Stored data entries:
+ + + + + + +
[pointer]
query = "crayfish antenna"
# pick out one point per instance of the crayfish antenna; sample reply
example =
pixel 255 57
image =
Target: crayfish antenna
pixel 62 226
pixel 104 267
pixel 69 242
+ + + + + + +
• _What you will do_:
So that no detail is lost, give every line of the data again exactly.

• _Exercise solution_:
[pointer]
query = "crayfish antenna"
# pick out one point per instance of the crayfish antenna; sample reply
example =
pixel 255 57
image =
Target: crayfish antenna
pixel 62 226
pixel 104 267
pixel 69 242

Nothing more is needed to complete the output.